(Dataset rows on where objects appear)
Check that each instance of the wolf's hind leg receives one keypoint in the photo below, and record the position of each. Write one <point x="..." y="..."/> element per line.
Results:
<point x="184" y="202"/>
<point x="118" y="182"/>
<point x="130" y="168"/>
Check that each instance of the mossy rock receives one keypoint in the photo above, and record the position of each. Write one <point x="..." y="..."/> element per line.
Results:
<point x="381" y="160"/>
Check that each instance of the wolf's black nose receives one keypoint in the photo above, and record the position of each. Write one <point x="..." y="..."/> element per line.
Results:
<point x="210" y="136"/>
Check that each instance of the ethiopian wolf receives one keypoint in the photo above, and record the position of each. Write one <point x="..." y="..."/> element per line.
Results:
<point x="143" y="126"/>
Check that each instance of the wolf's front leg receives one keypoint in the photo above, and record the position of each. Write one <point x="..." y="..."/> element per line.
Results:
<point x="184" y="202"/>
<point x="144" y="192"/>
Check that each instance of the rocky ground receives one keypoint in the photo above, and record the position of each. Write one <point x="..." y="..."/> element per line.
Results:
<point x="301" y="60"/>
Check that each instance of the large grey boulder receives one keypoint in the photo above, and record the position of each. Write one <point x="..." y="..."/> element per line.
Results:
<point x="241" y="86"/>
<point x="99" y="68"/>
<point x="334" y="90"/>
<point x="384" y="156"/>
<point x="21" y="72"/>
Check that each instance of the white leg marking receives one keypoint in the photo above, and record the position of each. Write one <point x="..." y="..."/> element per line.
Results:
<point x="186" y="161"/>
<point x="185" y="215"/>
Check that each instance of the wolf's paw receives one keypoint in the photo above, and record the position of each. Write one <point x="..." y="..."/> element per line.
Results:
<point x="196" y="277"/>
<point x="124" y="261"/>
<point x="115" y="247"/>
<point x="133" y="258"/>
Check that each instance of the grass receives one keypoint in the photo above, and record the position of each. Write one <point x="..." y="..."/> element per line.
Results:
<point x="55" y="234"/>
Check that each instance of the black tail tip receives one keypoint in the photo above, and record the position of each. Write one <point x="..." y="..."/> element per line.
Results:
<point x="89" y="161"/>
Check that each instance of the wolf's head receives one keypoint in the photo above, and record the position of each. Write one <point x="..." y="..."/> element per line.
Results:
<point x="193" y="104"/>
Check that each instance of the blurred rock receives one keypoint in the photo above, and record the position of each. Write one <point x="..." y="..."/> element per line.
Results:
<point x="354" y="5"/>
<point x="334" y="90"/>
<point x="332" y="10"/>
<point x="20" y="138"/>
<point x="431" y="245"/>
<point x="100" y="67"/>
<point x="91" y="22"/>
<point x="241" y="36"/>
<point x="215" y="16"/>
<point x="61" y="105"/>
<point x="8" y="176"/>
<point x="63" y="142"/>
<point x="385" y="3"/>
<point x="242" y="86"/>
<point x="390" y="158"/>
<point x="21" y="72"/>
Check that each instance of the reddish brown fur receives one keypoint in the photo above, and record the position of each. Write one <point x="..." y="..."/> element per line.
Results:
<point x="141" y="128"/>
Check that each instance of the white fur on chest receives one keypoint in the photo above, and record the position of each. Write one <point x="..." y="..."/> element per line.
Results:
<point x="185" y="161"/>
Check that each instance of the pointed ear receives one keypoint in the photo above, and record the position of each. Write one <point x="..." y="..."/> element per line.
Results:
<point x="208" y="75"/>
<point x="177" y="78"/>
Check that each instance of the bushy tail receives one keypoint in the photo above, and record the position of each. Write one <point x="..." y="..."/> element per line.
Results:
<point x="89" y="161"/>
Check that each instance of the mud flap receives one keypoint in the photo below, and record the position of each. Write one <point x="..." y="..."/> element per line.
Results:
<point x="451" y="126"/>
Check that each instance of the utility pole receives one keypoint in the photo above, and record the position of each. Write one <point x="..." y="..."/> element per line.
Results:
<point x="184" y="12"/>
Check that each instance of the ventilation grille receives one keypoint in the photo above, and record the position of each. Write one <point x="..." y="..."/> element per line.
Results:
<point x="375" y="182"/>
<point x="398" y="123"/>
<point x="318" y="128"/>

» **Your task**: The records above must be output exactly, in full.

» **Exercise result**:
Check that each instance of the wolf's hind leg receives one keypoint in the photo below, and record the position of each. Write one <point x="..." y="..."/> element per line.
Results:
<point x="184" y="202"/>
<point x="118" y="182"/>
<point x="130" y="168"/>
Check that each instance of the mossy rock receives one keypoint in the photo above, and record the position of each. Write one <point x="..." y="..."/> element per line.
Results:
<point x="381" y="160"/>
Check that each instance of the wolf's black nose receives one keypoint in the photo above, and record the position of each. Write one <point x="..." y="..."/> element per line.
Results:
<point x="210" y="136"/>
Check that each instance of the ethiopian wolf receives one keypoint in the photo above, and record the position of each. Write one <point x="..." y="..."/> element per line.
Results:
<point x="143" y="126"/>
Check that each instance of the wolf's front leg receives one keypoint in the photo above, and record the position of each. Write one <point x="..." y="..."/> element per line.
Results:
<point x="184" y="202"/>
<point x="144" y="192"/>
Check that each instance of the rocky ground receives one keypoint in the photo above, and record the position of each. Write one <point x="..." y="..."/> element per line.
Results:
<point x="301" y="60"/>
Check that each instance of the large grey boulder receives one keypoint in the photo above, and record the position of each. Write one <point x="..." y="..."/> element per line.
Results:
<point x="241" y="86"/>
<point x="99" y="68"/>
<point x="334" y="90"/>
<point x="384" y="156"/>
<point x="21" y="72"/>
Check that each instance of the white leg marking receives one keypoint in the photo above, and record the position of each. Write one <point x="..." y="..."/> element per line.
Results:
<point x="186" y="161"/>
<point x="185" y="215"/>
Check that each instance of the wolf's paw receives one keypoint in the photo above, and record the position of each. Write one <point x="..." y="..."/> element per line.
Results:
<point x="196" y="277"/>
<point x="124" y="261"/>
<point x="115" y="247"/>
<point x="133" y="258"/>
Check that each instance of the grass receives one keypoint in the photo above, and record the position of each. Write one <point x="..." y="..."/> element per line.
Results:
<point x="55" y="234"/>
Check that each instance of the black tail tip receives one keypoint in the photo above, and record the position of each. Write one <point x="..." y="..."/> element per line.
Results:
<point x="89" y="161"/>
Check that each instance of the wolf's head receives one keypoint in the photo above, and record the position of each. Write one <point x="..." y="..."/> element per line.
Results:
<point x="193" y="104"/>
Check that each instance of the blurred rock receives one keypoint in the photo above, and record the position of each. Write one <point x="..." y="..."/> element per line.
Results:
<point x="354" y="5"/>
<point x="334" y="90"/>
<point x="332" y="10"/>
<point x="20" y="138"/>
<point x="431" y="245"/>
<point x="100" y="67"/>
<point x="91" y="22"/>
<point x="241" y="36"/>
<point x="215" y="16"/>
<point x="61" y="105"/>
<point x="8" y="176"/>
<point x="63" y="142"/>
<point x="385" y="3"/>
<point x="242" y="86"/>
<point x="390" y="158"/>
<point x="21" y="72"/>
Check that each instance of the reddish brown fur receives one keypoint in the photo above, and record the position of each. Write one <point x="..." y="..."/> element per line.
Results:
<point x="141" y="128"/>
Check that each instance of the white fur on chest receives one keypoint in the photo above, and record the position of each. Write one <point x="..." y="..."/> element per line.
Results:
<point x="185" y="161"/>
Check that each instance of the pointed ear receives one keypoint in the photo above, and record the position of each. Write one <point x="..." y="..."/> element per line.
Results:
<point x="208" y="75"/>
<point x="177" y="78"/>
Check that each instance of the bushy tail receives one keypoint in the photo above, and record the position of each. Write one <point x="..." y="..."/> element per line.
Results:
<point x="89" y="161"/>
Check that each instance of the mud flap receives one keypoint in the photo below, and record the position of each. Write one <point x="..." y="..."/> element per line.
Results:
<point x="451" y="126"/>
Check that each instance of the utility pole receives one keypoint in the photo above, and record the position of each. Write one <point x="..." y="..."/> element per line.
Results:
<point x="184" y="12"/>
Check that each instance of the ventilation grille receives one keypoint in the photo above, and record the position of each. Write one <point x="..." y="..."/> element per line.
Results:
<point x="375" y="182"/>
<point x="398" y="123"/>
<point x="318" y="128"/>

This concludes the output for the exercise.